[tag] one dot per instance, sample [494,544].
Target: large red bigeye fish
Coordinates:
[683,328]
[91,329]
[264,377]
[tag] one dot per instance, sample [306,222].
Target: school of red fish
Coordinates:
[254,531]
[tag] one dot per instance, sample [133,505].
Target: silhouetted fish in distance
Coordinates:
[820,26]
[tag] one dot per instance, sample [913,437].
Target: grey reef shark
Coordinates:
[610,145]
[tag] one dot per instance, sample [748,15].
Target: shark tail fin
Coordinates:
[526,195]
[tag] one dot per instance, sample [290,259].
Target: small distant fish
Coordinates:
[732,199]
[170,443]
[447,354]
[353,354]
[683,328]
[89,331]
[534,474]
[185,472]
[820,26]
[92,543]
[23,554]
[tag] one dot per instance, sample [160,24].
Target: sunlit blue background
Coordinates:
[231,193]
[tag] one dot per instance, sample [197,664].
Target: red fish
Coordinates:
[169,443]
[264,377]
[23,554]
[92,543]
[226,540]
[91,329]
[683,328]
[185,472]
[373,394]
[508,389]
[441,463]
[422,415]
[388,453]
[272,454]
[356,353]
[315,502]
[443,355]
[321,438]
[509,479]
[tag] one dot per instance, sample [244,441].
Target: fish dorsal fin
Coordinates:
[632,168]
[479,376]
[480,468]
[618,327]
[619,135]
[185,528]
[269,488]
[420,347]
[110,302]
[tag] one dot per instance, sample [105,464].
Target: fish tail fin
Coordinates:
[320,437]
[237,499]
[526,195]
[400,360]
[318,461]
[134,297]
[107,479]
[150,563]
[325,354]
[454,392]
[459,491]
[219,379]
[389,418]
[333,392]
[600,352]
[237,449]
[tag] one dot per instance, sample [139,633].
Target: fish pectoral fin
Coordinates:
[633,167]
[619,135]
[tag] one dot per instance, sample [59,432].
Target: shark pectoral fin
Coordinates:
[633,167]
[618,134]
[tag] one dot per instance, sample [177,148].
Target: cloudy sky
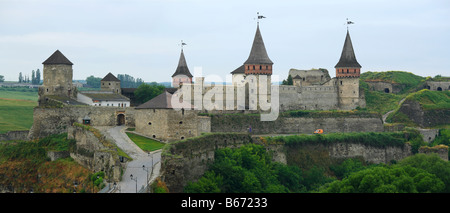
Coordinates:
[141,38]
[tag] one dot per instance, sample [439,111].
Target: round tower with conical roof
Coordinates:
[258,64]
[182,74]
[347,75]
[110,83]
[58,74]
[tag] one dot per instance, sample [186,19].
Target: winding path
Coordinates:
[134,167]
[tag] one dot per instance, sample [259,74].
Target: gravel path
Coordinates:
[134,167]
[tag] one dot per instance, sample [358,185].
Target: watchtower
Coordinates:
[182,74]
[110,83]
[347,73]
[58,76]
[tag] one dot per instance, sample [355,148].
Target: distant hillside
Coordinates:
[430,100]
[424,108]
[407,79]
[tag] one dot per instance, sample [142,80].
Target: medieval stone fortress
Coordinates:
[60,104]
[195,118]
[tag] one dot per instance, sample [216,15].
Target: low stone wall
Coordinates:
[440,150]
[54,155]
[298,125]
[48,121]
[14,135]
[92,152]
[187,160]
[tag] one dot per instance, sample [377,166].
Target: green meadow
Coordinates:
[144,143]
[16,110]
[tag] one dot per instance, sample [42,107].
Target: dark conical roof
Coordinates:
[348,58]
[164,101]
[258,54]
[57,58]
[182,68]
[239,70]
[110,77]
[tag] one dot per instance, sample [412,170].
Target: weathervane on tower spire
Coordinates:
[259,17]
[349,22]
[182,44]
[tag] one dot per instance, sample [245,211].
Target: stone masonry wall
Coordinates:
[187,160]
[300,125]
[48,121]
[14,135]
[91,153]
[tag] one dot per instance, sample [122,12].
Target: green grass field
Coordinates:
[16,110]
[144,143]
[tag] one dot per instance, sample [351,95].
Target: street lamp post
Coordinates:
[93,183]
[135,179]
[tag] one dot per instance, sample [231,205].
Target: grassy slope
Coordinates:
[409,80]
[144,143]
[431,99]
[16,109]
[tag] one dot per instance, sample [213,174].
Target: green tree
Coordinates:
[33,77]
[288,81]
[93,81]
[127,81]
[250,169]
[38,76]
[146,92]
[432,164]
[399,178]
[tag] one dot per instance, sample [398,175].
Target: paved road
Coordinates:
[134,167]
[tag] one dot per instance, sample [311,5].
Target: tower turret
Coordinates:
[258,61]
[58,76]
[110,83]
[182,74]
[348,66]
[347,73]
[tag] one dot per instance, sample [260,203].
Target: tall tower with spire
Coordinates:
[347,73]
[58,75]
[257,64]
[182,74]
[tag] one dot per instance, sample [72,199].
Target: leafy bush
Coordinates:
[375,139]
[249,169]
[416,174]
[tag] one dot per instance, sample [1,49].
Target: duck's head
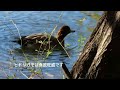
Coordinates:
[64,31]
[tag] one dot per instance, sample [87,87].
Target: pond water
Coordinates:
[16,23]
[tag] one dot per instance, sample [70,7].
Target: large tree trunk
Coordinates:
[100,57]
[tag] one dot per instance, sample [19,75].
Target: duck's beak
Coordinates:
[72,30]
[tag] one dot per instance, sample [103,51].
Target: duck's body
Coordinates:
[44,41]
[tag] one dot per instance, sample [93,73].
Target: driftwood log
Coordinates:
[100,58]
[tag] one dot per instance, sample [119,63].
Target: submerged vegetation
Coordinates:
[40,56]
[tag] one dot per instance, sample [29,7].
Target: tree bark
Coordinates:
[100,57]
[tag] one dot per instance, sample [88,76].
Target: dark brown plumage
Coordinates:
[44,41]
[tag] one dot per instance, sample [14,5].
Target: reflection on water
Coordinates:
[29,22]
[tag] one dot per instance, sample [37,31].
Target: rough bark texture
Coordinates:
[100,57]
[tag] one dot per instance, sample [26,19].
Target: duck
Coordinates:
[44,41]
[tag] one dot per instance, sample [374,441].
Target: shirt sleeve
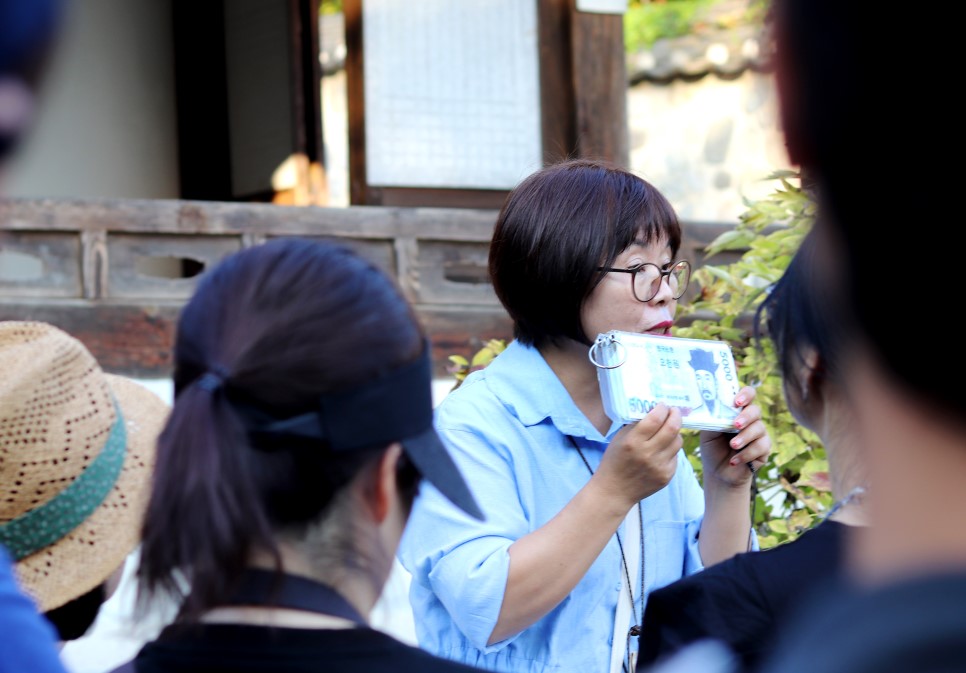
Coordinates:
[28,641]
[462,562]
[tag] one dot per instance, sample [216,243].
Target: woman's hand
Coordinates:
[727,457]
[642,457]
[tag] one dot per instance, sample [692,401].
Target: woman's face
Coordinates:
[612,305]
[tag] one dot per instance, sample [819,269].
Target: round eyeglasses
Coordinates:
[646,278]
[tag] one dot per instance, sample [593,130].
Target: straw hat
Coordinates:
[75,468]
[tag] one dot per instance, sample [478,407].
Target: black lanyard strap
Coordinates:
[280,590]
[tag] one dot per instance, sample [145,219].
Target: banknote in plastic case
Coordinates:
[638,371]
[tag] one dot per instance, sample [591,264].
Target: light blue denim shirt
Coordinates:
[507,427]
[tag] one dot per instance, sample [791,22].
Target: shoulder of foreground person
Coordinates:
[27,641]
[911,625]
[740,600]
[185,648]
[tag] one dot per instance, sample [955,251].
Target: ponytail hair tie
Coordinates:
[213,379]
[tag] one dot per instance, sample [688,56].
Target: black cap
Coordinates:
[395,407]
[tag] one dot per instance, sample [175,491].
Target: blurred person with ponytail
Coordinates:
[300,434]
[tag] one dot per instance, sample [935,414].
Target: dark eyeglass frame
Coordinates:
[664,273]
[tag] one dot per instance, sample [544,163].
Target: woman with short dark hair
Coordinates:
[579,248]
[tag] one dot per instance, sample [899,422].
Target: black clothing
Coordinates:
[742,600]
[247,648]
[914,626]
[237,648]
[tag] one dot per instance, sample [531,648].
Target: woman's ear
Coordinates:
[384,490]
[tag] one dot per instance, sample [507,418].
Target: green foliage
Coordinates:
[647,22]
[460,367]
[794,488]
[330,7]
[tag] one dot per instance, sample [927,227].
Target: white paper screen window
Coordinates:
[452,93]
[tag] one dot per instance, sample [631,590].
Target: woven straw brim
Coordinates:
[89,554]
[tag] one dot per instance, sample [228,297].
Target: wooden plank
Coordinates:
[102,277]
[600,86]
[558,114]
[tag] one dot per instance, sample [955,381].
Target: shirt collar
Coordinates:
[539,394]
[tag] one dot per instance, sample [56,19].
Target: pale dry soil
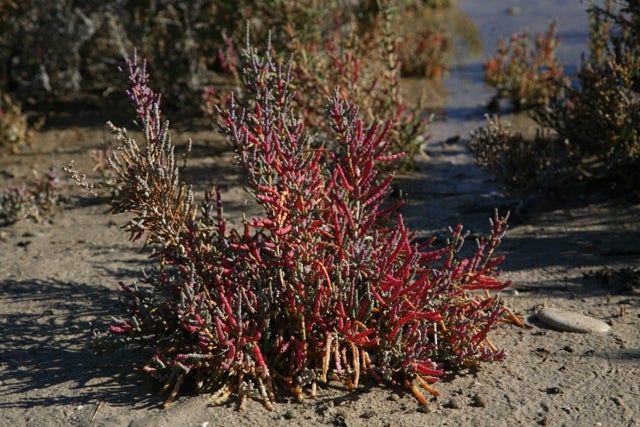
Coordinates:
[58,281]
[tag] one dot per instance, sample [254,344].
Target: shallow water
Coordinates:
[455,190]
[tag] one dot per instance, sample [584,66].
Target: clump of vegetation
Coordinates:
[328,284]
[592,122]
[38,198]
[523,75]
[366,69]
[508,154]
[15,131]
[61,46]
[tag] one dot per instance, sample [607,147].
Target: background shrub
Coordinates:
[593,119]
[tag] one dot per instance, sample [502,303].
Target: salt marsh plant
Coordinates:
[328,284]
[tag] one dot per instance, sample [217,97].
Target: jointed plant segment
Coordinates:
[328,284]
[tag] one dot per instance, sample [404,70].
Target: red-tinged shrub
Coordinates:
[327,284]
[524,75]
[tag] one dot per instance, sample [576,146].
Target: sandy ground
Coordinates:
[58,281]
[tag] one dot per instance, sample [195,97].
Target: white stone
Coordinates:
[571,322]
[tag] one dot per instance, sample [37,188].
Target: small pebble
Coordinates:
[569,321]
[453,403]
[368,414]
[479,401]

_WORK TO BE COMPLETED_
Copy the records verbatim from the line containing "[tag] one dot per instance, sample [584,66]." through the end of the records, including both ends.

_THE COMPLETED TASK_
[tag] one dot per instance, sample [584,66].
Target: clump of vegetation
Coordinates:
[328,284]
[592,122]
[38,198]
[523,75]
[366,69]
[508,154]
[15,131]
[61,46]
[tag] one dot per instance, sample [607,147].
Target: background shrub
Coordinates:
[593,119]
[tag] one dot per instance, sample [502,303].
Target: salt marsh plant
Coordinates:
[328,284]
[tag] one dot per instance, sample [217,97].
Target: jointed plant segment
Coordinates:
[328,284]
[tag] one dot per instance, sample [404,70].
Target: red-tinged shrub
Coordinates:
[327,284]
[524,75]
[tag] one dot per instance, sample [576,146].
Target: sandy ground
Coordinates:
[58,281]
[tag] one dot per instance, sample [195,97].
Target: white stone
Coordinates:
[571,322]
[tag] one dot per instance, sample [37,188].
Target: small pebble
Coordinates:
[569,321]
[453,403]
[368,414]
[479,401]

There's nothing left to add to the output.